**Условие задания:** Подсчитайте строки ниже, в которых встречается слово «lamp». В ответе укажите только число.

**Записи набора данных:**
───

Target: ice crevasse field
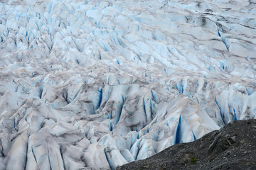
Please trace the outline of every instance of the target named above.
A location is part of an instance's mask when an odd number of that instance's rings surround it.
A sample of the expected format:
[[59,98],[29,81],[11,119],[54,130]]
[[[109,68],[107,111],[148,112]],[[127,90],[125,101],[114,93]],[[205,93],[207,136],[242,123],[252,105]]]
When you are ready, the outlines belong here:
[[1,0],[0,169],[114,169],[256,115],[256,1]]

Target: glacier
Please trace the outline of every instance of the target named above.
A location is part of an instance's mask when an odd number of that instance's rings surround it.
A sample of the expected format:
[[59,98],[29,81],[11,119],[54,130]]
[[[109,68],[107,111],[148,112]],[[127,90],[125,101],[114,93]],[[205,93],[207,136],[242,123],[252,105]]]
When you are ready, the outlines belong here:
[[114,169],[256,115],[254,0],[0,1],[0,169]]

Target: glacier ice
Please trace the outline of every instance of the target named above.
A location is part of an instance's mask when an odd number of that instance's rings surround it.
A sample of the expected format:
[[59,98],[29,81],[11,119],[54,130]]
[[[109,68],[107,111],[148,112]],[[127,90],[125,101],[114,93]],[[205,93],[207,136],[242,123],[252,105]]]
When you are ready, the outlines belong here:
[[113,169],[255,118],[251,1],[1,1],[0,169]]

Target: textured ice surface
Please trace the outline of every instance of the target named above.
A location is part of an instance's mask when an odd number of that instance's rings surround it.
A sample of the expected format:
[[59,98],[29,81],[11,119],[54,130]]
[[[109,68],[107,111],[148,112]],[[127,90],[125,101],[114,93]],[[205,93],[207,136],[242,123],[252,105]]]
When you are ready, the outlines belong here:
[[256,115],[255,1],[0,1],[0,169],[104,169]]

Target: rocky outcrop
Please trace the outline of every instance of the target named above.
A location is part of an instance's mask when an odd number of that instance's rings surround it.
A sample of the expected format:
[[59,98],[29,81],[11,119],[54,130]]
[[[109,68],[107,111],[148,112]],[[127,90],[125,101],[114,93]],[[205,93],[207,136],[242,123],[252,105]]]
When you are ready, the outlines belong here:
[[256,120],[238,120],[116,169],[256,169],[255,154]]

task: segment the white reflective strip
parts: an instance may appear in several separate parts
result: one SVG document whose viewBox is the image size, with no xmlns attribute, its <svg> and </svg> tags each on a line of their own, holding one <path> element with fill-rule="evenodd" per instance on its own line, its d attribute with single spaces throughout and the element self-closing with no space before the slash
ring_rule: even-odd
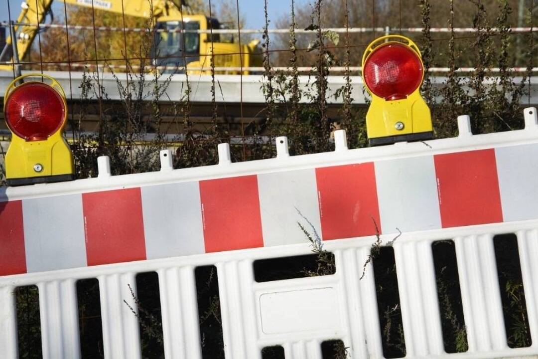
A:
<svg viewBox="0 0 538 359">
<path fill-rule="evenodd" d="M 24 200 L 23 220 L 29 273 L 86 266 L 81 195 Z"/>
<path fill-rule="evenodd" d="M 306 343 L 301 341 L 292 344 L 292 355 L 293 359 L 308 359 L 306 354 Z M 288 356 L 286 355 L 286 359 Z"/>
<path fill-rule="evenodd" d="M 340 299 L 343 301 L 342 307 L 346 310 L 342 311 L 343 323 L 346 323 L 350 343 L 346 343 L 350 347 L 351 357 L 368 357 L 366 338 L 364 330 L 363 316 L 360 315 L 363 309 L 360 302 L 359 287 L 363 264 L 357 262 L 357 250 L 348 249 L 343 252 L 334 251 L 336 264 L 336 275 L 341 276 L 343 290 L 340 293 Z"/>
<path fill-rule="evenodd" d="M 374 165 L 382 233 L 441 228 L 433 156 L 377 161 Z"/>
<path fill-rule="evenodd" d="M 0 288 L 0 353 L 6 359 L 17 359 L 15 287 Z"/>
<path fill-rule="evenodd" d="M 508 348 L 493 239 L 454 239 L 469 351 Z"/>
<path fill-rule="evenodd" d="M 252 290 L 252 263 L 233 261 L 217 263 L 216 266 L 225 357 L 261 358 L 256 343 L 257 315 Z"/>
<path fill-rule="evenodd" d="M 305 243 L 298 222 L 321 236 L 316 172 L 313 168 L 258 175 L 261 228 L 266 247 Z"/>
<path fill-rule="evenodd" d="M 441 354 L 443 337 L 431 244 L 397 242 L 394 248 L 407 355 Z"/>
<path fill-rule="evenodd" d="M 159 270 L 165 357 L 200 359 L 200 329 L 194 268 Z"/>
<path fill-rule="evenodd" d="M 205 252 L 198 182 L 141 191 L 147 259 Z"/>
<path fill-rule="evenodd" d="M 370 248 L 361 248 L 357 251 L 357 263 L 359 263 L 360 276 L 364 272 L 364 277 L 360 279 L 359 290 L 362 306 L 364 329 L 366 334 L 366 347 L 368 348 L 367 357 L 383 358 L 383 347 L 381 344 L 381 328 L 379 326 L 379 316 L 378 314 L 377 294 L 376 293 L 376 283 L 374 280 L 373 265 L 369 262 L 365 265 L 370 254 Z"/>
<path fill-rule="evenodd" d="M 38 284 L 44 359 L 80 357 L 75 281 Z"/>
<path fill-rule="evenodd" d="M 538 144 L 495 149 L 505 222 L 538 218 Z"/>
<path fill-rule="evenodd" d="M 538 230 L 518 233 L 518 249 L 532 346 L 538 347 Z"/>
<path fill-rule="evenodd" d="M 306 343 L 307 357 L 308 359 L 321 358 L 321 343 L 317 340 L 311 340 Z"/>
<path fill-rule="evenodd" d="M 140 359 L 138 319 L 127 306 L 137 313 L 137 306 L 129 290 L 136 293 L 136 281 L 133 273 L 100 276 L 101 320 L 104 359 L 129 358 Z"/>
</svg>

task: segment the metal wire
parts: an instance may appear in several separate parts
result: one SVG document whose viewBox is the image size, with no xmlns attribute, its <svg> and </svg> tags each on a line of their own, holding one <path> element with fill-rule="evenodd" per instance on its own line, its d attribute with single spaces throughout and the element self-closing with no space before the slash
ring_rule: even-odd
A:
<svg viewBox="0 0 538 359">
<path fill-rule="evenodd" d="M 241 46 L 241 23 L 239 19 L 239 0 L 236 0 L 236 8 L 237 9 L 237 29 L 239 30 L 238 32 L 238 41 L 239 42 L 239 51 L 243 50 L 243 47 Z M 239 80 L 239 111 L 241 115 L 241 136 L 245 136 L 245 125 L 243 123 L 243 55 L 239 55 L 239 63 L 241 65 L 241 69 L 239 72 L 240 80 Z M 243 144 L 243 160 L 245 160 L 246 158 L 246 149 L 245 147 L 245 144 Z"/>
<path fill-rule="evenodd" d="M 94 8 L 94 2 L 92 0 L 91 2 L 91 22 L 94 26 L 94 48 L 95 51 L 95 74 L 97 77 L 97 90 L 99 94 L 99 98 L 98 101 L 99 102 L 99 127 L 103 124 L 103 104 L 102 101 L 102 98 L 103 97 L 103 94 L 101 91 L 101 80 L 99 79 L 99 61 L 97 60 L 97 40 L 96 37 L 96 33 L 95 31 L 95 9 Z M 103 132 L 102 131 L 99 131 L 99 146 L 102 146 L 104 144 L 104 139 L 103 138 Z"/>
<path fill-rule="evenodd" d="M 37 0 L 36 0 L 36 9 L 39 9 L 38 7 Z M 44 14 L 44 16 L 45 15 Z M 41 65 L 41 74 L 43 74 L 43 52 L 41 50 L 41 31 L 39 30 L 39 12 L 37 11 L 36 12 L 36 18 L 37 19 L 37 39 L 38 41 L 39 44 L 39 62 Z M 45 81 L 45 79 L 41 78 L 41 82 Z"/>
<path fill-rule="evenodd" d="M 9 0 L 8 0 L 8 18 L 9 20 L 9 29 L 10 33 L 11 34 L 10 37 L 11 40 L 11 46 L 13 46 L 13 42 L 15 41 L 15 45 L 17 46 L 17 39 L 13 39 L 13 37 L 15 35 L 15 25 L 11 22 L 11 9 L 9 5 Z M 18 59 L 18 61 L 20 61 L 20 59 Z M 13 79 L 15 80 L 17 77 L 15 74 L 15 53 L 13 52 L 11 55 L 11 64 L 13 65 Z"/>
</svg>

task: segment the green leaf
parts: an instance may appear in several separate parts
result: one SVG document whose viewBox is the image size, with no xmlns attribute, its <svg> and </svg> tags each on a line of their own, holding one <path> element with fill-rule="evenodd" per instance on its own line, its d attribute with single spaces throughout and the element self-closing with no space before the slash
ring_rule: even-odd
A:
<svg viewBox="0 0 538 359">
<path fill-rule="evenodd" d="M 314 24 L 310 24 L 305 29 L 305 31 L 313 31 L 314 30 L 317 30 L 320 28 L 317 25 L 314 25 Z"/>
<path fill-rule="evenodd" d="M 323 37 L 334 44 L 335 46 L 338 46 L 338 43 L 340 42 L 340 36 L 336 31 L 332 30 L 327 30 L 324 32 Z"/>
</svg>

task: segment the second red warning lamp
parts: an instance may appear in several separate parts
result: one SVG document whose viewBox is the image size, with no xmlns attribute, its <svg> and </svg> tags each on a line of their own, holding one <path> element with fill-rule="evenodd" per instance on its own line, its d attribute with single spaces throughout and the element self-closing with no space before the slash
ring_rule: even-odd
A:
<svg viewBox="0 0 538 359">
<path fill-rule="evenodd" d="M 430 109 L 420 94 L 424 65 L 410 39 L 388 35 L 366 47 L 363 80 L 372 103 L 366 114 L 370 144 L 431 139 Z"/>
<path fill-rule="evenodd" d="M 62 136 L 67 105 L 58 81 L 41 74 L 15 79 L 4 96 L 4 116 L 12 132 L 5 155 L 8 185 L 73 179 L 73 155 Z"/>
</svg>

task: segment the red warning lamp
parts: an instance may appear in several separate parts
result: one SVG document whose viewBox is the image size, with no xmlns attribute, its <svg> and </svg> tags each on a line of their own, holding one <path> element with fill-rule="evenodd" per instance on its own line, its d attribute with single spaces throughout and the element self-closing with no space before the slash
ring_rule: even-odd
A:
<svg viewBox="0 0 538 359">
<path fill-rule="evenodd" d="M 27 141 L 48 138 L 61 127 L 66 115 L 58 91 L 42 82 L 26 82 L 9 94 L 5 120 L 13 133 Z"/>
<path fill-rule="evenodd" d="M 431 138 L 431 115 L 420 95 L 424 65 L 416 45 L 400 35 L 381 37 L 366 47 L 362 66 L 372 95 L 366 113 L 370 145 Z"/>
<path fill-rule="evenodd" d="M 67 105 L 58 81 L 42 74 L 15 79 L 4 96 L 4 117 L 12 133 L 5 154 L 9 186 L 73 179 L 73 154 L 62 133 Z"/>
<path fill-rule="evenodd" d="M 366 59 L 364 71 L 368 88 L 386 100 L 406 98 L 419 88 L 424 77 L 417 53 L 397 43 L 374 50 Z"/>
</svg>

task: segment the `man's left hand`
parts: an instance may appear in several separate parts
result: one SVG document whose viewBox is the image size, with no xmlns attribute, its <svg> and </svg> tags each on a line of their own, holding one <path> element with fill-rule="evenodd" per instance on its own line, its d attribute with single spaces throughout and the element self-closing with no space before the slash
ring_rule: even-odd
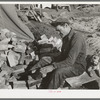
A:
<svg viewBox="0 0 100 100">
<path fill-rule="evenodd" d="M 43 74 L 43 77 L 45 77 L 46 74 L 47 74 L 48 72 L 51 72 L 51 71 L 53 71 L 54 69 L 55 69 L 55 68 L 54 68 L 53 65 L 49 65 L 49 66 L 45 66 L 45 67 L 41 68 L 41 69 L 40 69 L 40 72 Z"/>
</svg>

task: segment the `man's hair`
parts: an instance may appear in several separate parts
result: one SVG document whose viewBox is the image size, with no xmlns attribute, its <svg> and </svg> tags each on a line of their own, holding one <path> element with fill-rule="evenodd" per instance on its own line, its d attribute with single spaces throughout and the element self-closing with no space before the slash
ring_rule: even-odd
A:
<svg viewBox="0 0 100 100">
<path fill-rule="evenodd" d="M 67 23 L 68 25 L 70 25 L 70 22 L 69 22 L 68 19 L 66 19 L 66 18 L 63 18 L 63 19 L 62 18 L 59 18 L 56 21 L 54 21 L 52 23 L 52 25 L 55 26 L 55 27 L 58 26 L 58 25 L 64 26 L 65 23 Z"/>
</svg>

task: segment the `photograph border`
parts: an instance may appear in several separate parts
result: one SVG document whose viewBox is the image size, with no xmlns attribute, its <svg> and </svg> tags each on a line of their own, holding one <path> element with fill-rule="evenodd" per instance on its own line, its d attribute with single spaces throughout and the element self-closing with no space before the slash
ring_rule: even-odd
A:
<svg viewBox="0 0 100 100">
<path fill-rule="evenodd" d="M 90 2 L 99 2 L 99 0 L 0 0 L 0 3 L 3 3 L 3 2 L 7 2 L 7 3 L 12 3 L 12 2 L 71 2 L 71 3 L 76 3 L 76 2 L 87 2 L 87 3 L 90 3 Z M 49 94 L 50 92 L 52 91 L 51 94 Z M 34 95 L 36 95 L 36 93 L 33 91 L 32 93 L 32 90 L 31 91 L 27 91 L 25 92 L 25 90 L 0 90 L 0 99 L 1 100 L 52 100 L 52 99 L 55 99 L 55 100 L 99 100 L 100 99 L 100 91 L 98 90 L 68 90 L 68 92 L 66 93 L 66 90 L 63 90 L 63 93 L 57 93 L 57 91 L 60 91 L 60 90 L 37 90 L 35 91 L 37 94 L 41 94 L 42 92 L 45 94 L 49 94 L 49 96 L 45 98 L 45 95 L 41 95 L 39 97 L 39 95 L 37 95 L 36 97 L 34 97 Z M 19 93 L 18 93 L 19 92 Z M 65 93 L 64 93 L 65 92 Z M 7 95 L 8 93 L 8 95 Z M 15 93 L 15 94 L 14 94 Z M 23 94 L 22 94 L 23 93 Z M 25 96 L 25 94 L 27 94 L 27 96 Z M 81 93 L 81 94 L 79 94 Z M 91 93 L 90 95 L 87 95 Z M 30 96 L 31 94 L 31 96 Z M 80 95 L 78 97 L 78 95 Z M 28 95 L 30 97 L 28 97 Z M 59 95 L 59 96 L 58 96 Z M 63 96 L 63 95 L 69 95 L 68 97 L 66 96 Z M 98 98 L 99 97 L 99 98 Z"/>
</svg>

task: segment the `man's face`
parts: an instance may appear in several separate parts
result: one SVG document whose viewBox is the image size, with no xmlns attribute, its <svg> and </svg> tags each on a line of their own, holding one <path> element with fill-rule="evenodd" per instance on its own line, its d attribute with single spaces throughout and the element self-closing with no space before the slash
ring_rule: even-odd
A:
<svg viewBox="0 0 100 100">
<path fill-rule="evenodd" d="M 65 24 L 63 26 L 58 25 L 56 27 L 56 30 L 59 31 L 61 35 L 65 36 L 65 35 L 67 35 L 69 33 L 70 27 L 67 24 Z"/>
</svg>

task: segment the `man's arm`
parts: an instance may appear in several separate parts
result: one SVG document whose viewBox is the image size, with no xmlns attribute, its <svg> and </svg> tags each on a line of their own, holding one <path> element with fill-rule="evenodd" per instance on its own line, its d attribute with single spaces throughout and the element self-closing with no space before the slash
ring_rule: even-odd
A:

───

**Решение задания:** 2